_FRAGMENTO SELECCIONADO_.
☆ ☆ ☆ ☆ ☆

CÁLIDA LUZ DEL ÁRTICO

Cuentos que se novelan, de la finlandesa Tove Jansson

 

Entre las variables de la producción literaria, las condiciones atmosféricas pueden parecer descabelladas si se deja de considerar que a nadie por estos lares le resulta asociar, sin ir más lejos, al realismo mágico latinoamericano con el calor caribeño. Pues así como los polinesios sueñan —groseramente— con mantarrayas, corales, arena y caracoles; los neoyorquinos los hacen con el Central Park, el río Hudson, las escaleras de incendio, las hamburguesas y la Trump Tower en las pesadillas. Por más que —como rezaba Baudelaire— el paisaje sea un estado de ánimo, geografía y clima se compactan en el escenario sensorial que nutre la producción artística; la que sea.

En el panorama urbano, tal vez aquellos condicionamientos se saturan en alguna trama que privilegia distintos asuntos. En otros escenarios, las contingencias atmosféricas, el fragor de la naturaleza, pasan a incluirse como personajes con variable protagonismo (necio quien afirme que Moby Dick trata de una ballena). Es lo que sucede con la obra de la finlandesa Tove Jansson (Helsinki, 1014-2001), en la que cuatro meses de luz crepuscular al hilo en invierno y un sol que se resiste a zambullirse en el horizonte durante casi sesenta días, le altera el sueño a cualquiera. De ahí que El Libro del Verano (Sommarboken, 1972) constituya una marca muy especial en un espacio donde “el equilibrio entre la supervivencia y la desaparición resultaba tan frágil que no era posible el más mínimo atisbo de cambio”. Frágil juego, el de mantenerse entre los extremos, que requiere suma rudeza. Es la que ejercen, en una forma que oscila entre la despreocupación y la intensidad, una abuela y su nieta Sophia, durante sucesivos estíos en una pequeña isla azotada por el mar en el Golfo de Finlandia. Acompañadas por un hombre viudo —padre de una, hijo de otra— que no pronuncia palabra a lo largo de los veintidós cuentos, pero queda definido por sus acciones, a la vez funcionales y estrambóticas.

 

 

La autora, Tove Jansson.

 

 

En su conjunto, estos relatos que bien pueden leerse en forma independiente, van constituyendo una novela que crece en potencia de lo bucólico a lo dramático, pasando por el paso de comedia y con alguna escala en el manifiesto político. Iniciada en la literatura infantil, Jansson salta, con El Libro del Verano, al público adulto, despojándose de todo índice naif, aunque conservando la exquisitez de una pluma carente de redundancias y regodeos narcisistas, en la que las palabras dejan paso a los silencios, con lo que los personajes se perfilan en una humanidad clara, contundente. La crítica ramplona se ha apresurado a encuadrar la prosa de Jansson en el pastiche de la apología ecologista, cuando no en una literatura propia del animismo vegano. Facilismo que prejuicia al lector del singular gozo de zambullirse en un mundo animal, vegetal y mineral con vida propia, interactuando con los actores, activos y pasivos: “Solo los campesinos y los veraneantes pisan el musgo. Y es que no saben que el musgo es lo más delicado que existe. Si se lo pisa una vez, el musgo vuelve a erguirse con la primera lluvia, pero a la segunda ya no se levanta, y a la tercera muere. Algo similar ocurre con los patos salvajes: a la tercera vez que se los espanta de sus nidos, ya no regresan nunca más”.

☆ ☆ ☆ ☆ ☆

_DATOS PROPORCIONADOS_.
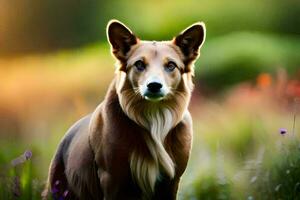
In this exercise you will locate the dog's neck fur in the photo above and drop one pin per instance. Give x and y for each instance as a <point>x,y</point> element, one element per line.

☆ ☆ ☆ ☆ ☆

_OBJETIVO PLANTEADO_. Por favor, indica si cada afirmación concuerda con la reseña sobre Tove Jansson, respondiendo sí o no y citando textualmente las palabras que lo deciden. 1. El padre de Sophia no dice ni una palabra en los cuentos. 2. Jansson había escrito literatura infantil antes de El Libro del Verano. 3. El musgo pisado por tercera vez vuelve a erguirse con la lluvia. Las líneas no son necesarias aquí.

_SOLUCIÓN PROPUESTA_.
1. Sí: «no pronuncia palabra a lo largo de los veintidós cuentos».
2. Sí: «Iniciada en la literatura infantil, Jansson salta, con El Libro del Verano, al público adulto».
3. No: «a la segunda ya no se levanta, y a la tercera muere».